[[ DATA EXCERPTS, beginning ]]

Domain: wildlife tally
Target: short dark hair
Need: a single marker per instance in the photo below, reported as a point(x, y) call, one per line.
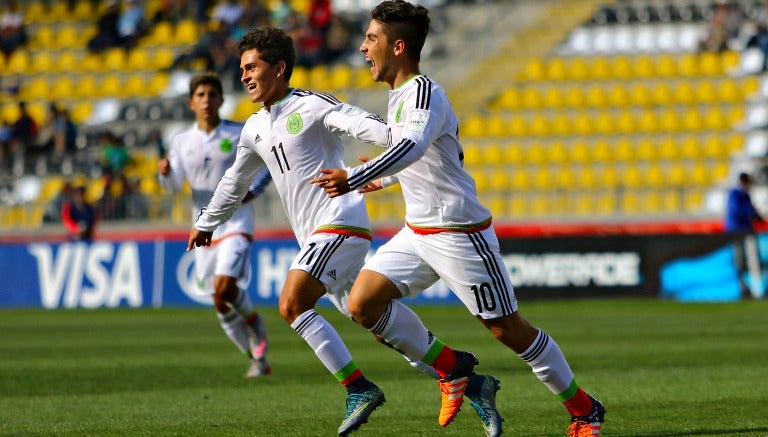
point(404, 21)
point(207, 78)
point(273, 44)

[[ DATA EXCERPTS, end ]]

WHAT IS EXPECTED
Print each line from the one containing "Target: short dark hair" through the last line of the listing, both included, exactly and with no pictures.

RESPONSE AREA
Target: short dark hair
Need: a single marker per instance in the photo below, reported as a point(x, y) call, one per line.
point(404, 21)
point(207, 78)
point(273, 44)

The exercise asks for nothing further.